=== Extract to read ===

-.-.-

Questions for expanding thinking

When ideas feel safe or obvious, these prompts push further:

  • What would we try if we knew we couldn't fail?

  • How would [competitor/another industry/successful company] approach this?

  • What's the simplest version of this idea?

  • What's the most ambitious version?

  • What would solving this look like from the customer's perspective?

  • What rules or constraints are we accepting that we shouldn't?

  • What adjacent problems does this solution also solve?

Use these to escape default thinking patterns and generate less conventional approaches.

Questions for building on ideas

Transform individual concepts into stronger collaborative solutions:

  • What could we add to this idea to make it more valuable?

  • What could we remove to make it simpler?

  • How could we combine this with another idea we've discussed?

  • What would make this idea easier to implement?

  • What's the first step to test whether this would work?

  • What perspective are we missing on this approach?

  • If we couldn't do it this way, what else might work?

These questions create the "yes, and..." momentum that produces breakthrough ideas through iteration.

Questions for evaluation and prioritization

When narrowing from many options to focused direction:

  • Which ideas directly address our core problem?

  • What evidence would we need to validate this direction?

  • What's the smallest version we could test?

  • What could go wrong with this approach?

  • What would success look like three months from now?

  • Which idea gives us the most learning even if it doesn't fully solve the problem?

  • What resources does each option require?

  • Which options are we most confident in versus most uncertain about?

Use these to converge on ideas worth pursuing further without losing valuable concepts to explore later.

Questions for creating action

Transform selected ideas into concrete next steps:

  • What do we need to learn before deciding whether to build this?

  • Who should we talk to validate this direction?

  • What's the first thing we'd build or test?

  • Who owns moving this forward?

  • What does success look like for the next milestone?

  • What could block progress on this?

  • When do we review progress and decide next steps?

These questions bridge brainstorming to execution, ensuring ideas progress beyond documentation.

Mental models that improve brainstorming outcomes

Mental models are frameworks for thinking about complex problems. They help teams structure brainstorming, avoid cognitive traps, and make better decisions with incomplete information. Here are models particularly valuable for collaborative ideation.

First principles thinking

First principles thinking breaks problems down to fundamental truths, then builds up solutions from there rather than reasoning by analogy.

-.-.-

=== Dataset excerpts ===
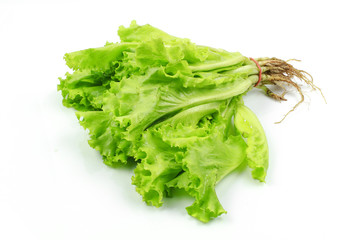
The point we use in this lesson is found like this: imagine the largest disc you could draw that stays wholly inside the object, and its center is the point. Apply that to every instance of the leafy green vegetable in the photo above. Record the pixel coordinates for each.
(175, 108)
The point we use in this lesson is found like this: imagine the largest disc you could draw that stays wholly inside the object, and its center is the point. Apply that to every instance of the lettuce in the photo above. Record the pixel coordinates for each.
(173, 107)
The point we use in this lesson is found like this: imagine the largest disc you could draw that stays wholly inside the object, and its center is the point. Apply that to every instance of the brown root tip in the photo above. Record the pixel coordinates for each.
(280, 73)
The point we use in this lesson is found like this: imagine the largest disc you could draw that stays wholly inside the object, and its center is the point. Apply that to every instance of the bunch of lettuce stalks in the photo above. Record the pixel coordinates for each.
(176, 109)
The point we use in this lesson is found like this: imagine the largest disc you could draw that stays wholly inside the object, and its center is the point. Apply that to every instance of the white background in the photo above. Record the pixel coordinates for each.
(54, 186)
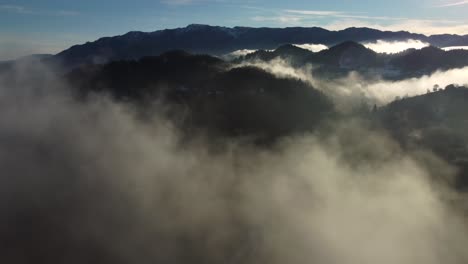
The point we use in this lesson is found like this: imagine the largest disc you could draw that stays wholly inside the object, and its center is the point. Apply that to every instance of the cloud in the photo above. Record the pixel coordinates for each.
(16, 9)
(314, 12)
(238, 53)
(451, 4)
(350, 91)
(312, 47)
(390, 47)
(455, 48)
(29, 11)
(95, 182)
(338, 20)
(337, 14)
(428, 27)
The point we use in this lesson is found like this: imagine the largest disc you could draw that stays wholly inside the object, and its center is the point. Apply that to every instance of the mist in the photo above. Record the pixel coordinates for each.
(391, 47)
(350, 91)
(312, 47)
(237, 54)
(94, 182)
(455, 48)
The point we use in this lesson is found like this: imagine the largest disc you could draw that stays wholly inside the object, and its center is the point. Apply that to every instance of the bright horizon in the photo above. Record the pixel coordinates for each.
(49, 26)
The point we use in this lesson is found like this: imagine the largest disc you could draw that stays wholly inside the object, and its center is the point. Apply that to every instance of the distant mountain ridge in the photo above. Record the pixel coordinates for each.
(216, 40)
(352, 56)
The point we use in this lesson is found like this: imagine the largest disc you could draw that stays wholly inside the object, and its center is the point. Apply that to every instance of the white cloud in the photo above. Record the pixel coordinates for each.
(455, 48)
(428, 27)
(383, 46)
(314, 12)
(454, 4)
(312, 47)
(238, 53)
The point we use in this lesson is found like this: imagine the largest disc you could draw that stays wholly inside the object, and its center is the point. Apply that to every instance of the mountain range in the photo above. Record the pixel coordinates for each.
(216, 40)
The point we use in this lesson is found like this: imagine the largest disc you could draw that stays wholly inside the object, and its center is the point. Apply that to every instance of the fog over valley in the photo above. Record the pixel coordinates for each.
(277, 142)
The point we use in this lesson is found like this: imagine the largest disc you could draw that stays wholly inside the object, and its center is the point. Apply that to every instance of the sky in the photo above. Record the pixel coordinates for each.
(49, 26)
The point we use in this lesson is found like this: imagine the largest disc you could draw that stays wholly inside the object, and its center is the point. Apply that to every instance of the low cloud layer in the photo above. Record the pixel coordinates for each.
(312, 47)
(455, 48)
(93, 182)
(391, 47)
(238, 53)
(353, 89)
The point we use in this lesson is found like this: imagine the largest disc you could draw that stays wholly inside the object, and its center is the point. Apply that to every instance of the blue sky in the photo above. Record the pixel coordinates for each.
(48, 26)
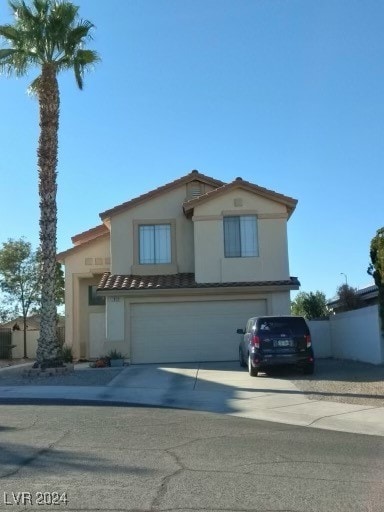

-.-.-

=== Exercise task A ===
In the brainstorming guide, what are mental models said to be?
=== Exercise task B ===
Copy out everything in the brainstorming guide from "Questions for creating" down to "talk to validate this direction?", swapping "concrete" for "practical".

=== Task response A ===
Frameworks for thinking about complex problems.

=== Task response B ===
Questions for creating action

Transform selected ideas into practical next steps:

  • What do we need to learn before deciding whether to build this?

  • Who should we talk to validate this direction?